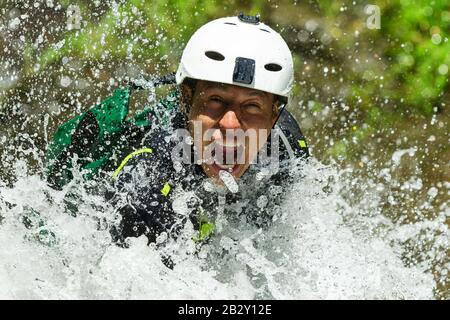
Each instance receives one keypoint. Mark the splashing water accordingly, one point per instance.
(317, 247)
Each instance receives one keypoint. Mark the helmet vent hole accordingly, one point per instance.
(213, 55)
(273, 67)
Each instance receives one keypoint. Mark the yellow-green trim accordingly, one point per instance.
(166, 189)
(302, 143)
(128, 157)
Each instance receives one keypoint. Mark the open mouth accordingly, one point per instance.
(227, 156)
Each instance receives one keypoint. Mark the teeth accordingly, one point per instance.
(225, 166)
(227, 145)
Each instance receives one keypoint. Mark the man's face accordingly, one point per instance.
(229, 124)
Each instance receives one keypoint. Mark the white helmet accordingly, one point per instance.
(240, 51)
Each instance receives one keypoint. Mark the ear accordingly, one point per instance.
(186, 98)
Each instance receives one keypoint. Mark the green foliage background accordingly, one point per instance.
(360, 93)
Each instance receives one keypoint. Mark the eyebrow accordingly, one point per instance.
(225, 87)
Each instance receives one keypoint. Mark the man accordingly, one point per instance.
(235, 76)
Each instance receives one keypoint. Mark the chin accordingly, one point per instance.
(212, 170)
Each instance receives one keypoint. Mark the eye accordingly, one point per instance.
(216, 99)
(252, 107)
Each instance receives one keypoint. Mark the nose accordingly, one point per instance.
(229, 121)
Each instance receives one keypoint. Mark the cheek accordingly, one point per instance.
(198, 126)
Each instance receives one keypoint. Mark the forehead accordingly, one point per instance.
(208, 86)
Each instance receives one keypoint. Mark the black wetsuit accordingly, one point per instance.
(148, 188)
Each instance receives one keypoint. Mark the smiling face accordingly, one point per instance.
(229, 124)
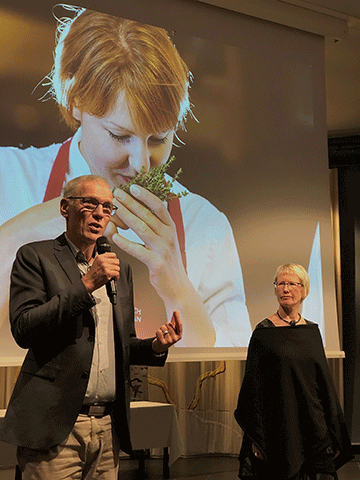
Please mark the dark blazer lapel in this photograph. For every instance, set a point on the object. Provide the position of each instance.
(65, 257)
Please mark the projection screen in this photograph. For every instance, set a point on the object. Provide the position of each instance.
(253, 157)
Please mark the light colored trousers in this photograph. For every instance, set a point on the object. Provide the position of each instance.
(90, 452)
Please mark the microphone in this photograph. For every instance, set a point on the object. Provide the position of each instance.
(103, 246)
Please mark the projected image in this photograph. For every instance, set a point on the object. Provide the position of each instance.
(233, 121)
(124, 90)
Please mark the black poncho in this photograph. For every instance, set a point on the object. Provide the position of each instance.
(288, 406)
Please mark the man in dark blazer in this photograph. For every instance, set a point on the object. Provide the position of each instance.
(72, 392)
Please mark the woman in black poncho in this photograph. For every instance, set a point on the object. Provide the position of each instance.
(288, 408)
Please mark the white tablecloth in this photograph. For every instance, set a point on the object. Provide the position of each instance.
(153, 425)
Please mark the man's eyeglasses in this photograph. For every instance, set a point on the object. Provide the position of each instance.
(288, 284)
(91, 204)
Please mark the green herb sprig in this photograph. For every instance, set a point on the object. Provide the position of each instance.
(154, 181)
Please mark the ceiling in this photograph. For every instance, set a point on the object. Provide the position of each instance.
(337, 20)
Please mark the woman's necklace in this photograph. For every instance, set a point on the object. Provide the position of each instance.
(290, 322)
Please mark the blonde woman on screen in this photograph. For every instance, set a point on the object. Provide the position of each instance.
(123, 88)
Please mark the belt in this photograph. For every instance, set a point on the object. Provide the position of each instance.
(97, 410)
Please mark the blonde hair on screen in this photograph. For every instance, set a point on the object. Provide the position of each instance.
(98, 56)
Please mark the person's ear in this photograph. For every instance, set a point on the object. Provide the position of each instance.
(64, 207)
(77, 114)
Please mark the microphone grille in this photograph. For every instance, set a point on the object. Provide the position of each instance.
(103, 245)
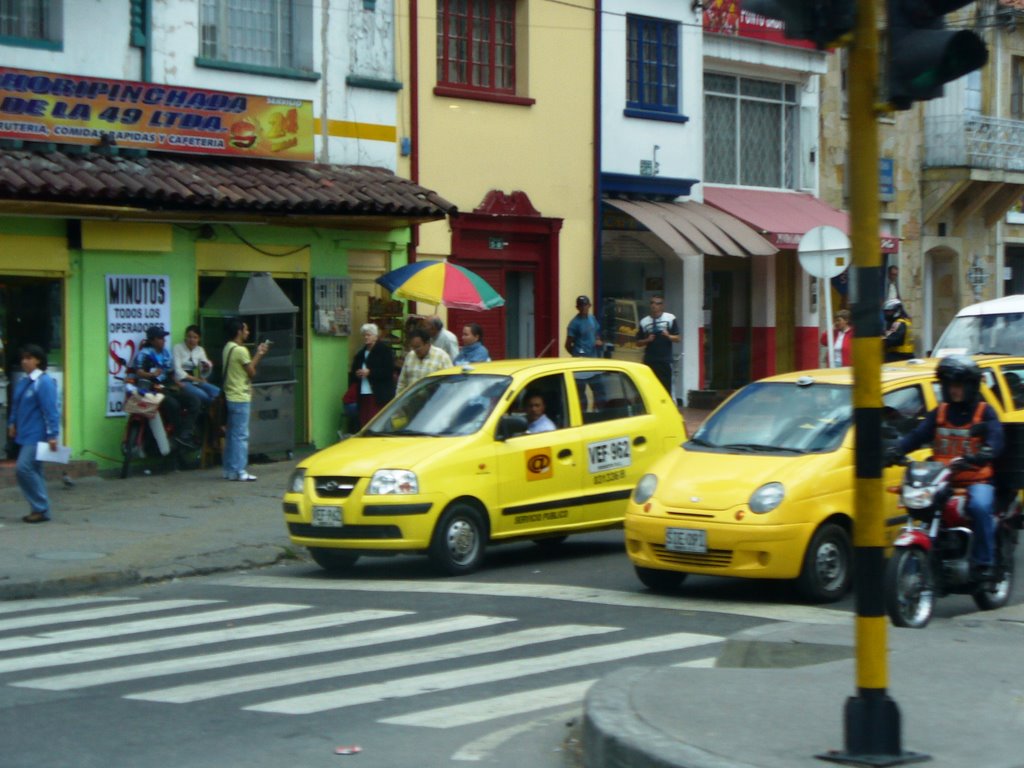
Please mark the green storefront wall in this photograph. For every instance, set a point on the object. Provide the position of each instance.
(187, 253)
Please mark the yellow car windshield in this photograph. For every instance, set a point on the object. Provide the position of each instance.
(779, 417)
(440, 406)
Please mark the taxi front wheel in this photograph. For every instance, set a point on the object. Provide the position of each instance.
(827, 565)
(459, 540)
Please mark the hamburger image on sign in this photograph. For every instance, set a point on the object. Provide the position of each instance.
(243, 134)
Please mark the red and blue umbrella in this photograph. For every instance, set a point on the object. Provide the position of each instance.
(441, 283)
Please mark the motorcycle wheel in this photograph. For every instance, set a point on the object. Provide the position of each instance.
(128, 448)
(990, 597)
(909, 588)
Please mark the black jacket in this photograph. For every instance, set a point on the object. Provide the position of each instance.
(380, 361)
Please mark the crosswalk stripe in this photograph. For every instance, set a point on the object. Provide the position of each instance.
(89, 614)
(448, 680)
(481, 710)
(802, 613)
(261, 681)
(45, 603)
(144, 625)
(247, 655)
(172, 642)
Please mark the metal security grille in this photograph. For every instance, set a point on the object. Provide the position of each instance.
(476, 44)
(251, 32)
(27, 18)
(751, 131)
(652, 65)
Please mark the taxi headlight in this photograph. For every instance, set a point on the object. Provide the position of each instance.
(387, 481)
(645, 488)
(296, 481)
(766, 498)
(918, 498)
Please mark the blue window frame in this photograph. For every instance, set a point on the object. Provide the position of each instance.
(652, 65)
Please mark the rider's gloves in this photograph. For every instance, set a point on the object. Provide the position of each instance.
(893, 456)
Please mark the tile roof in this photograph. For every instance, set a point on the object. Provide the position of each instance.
(214, 184)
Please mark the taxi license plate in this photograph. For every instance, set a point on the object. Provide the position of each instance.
(328, 517)
(685, 540)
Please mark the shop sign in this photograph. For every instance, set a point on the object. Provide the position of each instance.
(728, 17)
(134, 302)
(74, 110)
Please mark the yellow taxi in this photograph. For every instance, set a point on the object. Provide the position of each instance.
(764, 489)
(453, 463)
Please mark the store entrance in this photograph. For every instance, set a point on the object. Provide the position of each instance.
(31, 312)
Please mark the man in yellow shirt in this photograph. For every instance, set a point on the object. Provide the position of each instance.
(240, 368)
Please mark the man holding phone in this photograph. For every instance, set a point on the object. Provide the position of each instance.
(240, 368)
(658, 331)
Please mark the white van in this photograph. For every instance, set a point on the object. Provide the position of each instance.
(994, 327)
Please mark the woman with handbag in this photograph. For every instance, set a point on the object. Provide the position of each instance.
(34, 419)
(371, 379)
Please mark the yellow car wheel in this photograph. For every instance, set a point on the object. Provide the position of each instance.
(333, 560)
(459, 540)
(659, 581)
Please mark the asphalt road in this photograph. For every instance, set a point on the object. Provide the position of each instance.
(283, 666)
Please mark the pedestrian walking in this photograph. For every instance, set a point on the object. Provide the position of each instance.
(372, 373)
(658, 331)
(240, 368)
(33, 418)
(583, 337)
(422, 358)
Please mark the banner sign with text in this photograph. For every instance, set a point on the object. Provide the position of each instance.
(69, 109)
(728, 17)
(133, 303)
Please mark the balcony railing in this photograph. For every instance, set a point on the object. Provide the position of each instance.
(974, 141)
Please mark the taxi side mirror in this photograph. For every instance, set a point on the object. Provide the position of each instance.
(511, 425)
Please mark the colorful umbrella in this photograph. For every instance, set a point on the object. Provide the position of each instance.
(441, 283)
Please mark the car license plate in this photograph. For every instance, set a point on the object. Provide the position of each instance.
(328, 517)
(685, 540)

----

Copy out the data above to the letter, and keep every picture out of it.

Each instance receives one keypoint. Mark the splashing water accordingly, one point per instance.
(317, 247)
Each instance receives one keypoint. Mark the helmet vent hole accordingly, one point per instance.
(213, 55)
(273, 67)
Each instance receives one keypoint. Mark the yellow-green trim accordingly, one point per instance.
(166, 189)
(302, 143)
(128, 157)
Each instance receives one keypoint. Mark the open mouth accordingly, one point per instance.
(227, 156)
Each instance receives one keypoint. Mark the teeth accordingly, one point per instance.
(225, 166)
(227, 145)
Each instance receives one keypoint. Mark the man's face accordingly, one point per instance.
(229, 124)
Each instance receives one keypoint. Mark the white helmet accordingly, one point per instance.
(240, 51)
Each instance receives one keypoint. Mark the ear accordingly, one point per instance.
(186, 98)
Each instance receives one keypoint. Mark the green foliage background accordingly, one point per instance.
(360, 93)
Each instance receives one keypoint. Mark the eyebrow accordingly, one point per instance.
(225, 87)
Each instance receives one keypoint. Mark the man accordingly, one point per instance.
(235, 76)
Each instance receives one keypoint. Mark the chin accordingly, one point per instance.
(212, 170)
Each instance receives one keypoint. Mark the eye accordingly, one point per instance.
(216, 99)
(252, 107)
Each instance receives one keypoint. Mark the nose accordingly, one point per instance.
(229, 121)
Each instance receives one keypoint. Mark the cheek accordingly, one point per instance.
(198, 126)
Each instance receives one keypoint. Mark the forehead accordingly, one point per instance.
(208, 86)
Each instance receives one keypoint. Mark the black wetsuit accordingly, one point per instance.
(148, 188)
Each instance receives one keypoint. Mark the smiling face accordingly, one point per instance.
(229, 124)
Please mark the dark blazer lapel in this photograph. For every instance, set a point on the object. Provide the position of each instance.
(65, 257)
Please mark the projection screen in this photograph. For every instance, set a point on the object. Provide the position of each instance.
(253, 157)
Please mark the light colored trousers in this photograph. For every instance, set a point on the object. Provide the position of each instance.
(90, 452)
Please mark the microphone in this photograph. For every instance, set a point on the object. Provide the position of each instance.
(103, 246)
Please mark the projected image in this photograph. For every instance, set a point on the object. Provide the position of each instance.
(233, 121)
(124, 90)
Please mark the black poncho in this photograph. For every instance, set a point on the object. Provide the position of each instance.
(288, 406)
Please mark the man in dark blazer in this photograph. For every instance, set a point on the object. Provide the position of each instance.
(72, 392)
Please mark the woman in black poncho in this photograph. For every instance, set a point on the object. Provide the position of each instance.
(288, 408)
Please mark the white tablecloth in this photograph. For every instance, set a point on the object. Provide the position of each instance.
(153, 425)
Please mark the man's eyeglasses in this photograph. For every instance, set a point on the object. Provide the position of each instance.
(288, 284)
(91, 204)
Please mark the green herb sprig in this photograph. For every instance, set a point on the object. Provide the position of each instance.
(154, 181)
Please mark the ceiling in this photograph. For every instance, set a point on the object. Provide the position of each instance.
(337, 20)
Please mark the woman's necklace in this photograph. For every instance, set a point on the object. Provide the position of each instance.
(290, 322)
Please mark the blonde woman on screen in this photograph. For every instance, set a point on the object. Provide the position of each instance.
(123, 88)
Please mark the belt in this photograph. For every instance, set a point on the object. Provide the position of each instance.
(97, 410)
Please mark the blonde hair on screen in this photograph. For every instance, set a point on the object. Provide the position of each instance.
(98, 56)
Please mark the person's ear in this photograph. For every instance, set a point on the object. Provide the position of each instance.
(64, 207)
(77, 114)
Please mark the microphone grille in this photograph. For every instance, set a point on the object. Provide the position of each instance.
(103, 245)
Please mark the green storefront wall in this photograph. For every instance, set a point on the object. Provide the position of each instance.
(187, 253)
Please mark the yellow car windshield in this photograph. For every instance, set a point on the object. Provide the position of each instance.
(779, 417)
(440, 406)
Please mark the taxi front wheel in this photograph. For every instance, set a point on the object. Provide the position of each instance.
(827, 565)
(459, 540)
Please mark the hamburger image on sign in this photograph. For every instance, set a point on the object. Provide the position of each instance.
(243, 134)
Please mark the red and blue umbrella in this photograph. For every instance, set a point on the object. Provide the position of each instance.
(441, 283)
Please mark the motorcycle wheel in this photograph. For every instance, set a point on the object. Provide the position of each instance.
(128, 448)
(990, 597)
(909, 588)
Please mark the black jacket in this photograph. For every instance, set a point on the object. Provide the position of each instance.
(380, 361)
Please mark the crosswalk stripe in this photograph. For every instance, set a point on the object. Provide the position of each instance.
(89, 614)
(448, 680)
(481, 710)
(802, 613)
(261, 681)
(45, 603)
(144, 625)
(247, 655)
(172, 642)
Please mark the metal security grille in this photograph. For every instance, set a point on the object. Provide the position of each instance.
(476, 44)
(251, 32)
(27, 18)
(751, 131)
(652, 65)
Please mark the taxi headlight in this photograph. For every instance, set a point on the object. Provide the position of each instance.
(387, 481)
(645, 488)
(296, 481)
(766, 498)
(918, 498)
Please mark the blue window frame in this photograph. For every instance, set a point on the object. Provide the position of each instance.
(652, 65)
Please mark the rider's gloves in this photograph. For every instance, set a point on the object. Provide the position of each instance.
(893, 456)
Please mark the tile roof in this photograph. For every instance, set a point on the object. Provide the position of each instance.
(214, 184)
Please mark the taxi license plate in this photograph. For every instance, set a point on the object. Provide the position of each instance.
(328, 517)
(685, 540)
Please mark the shop sign in this photograph. For every instance, set a point on the object. Provide the position of each instance.
(728, 17)
(134, 302)
(74, 110)
Please mark the yellow taxi in this photograph. For every instance, set a point on the object. Provide the position of each instance.
(764, 489)
(453, 463)
Please mark the store entrance in this photograph. For every instance, set a point on the object. Provide the position of each instance.
(31, 312)
Please mark the man in yellow shirt in this photograph. For every instance, set a point on the object. Provide the position of each instance.
(240, 368)
Please mark the man holding phone in this photograph. For every instance, set a point on the object. Provide the position of each instance.
(240, 368)
(658, 331)
Please mark the white van in this photograph. For every instance, set a point on the object. Provide the position of each instance.
(994, 327)
Please mark the woman with handbag in this photograph. For every instance, set a point on the object. Provide the position of each instance.
(34, 419)
(371, 379)
Please mark the yellow car wheel in this photograph. For every instance, set a point on the object. Provide the position of each instance.
(333, 560)
(459, 540)
(659, 581)
Please mark the asphalt road in this photograph. For every instance, set a point on the object. Provide the position of each instance.
(283, 666)
Please mark the pedestrian walking in this photograph. For every instance, set a point on the object. Provide the position of each instance.
(372, 373)
(658, 331)
(240, 368)
(33, 418)
(583, 337)
(422, 358)
Please mark the banner sign with text in this photograph. For every instance, set a point on the object. Provide the position of each instance.
(69, 109)
(728, 17)
(133, 303)
Please mark the balcony railing in this photograph. For every instance, set a point on the object. Provide the position of each instance.
(974, 141)
Please mark the taxi side mirror in this photograph. For every instance, set a point on the object. Provide the position of each instance.
(511, 425)
Please mark the colorful umbrella in this photograph. For every instance, set a point on the object. Provide the position of each instance.
(441, 283)
Please mark the car license plate in this photograph. For every instance, set a point on the object. Provide the position of each instance.
(328, 517)
(685, 540)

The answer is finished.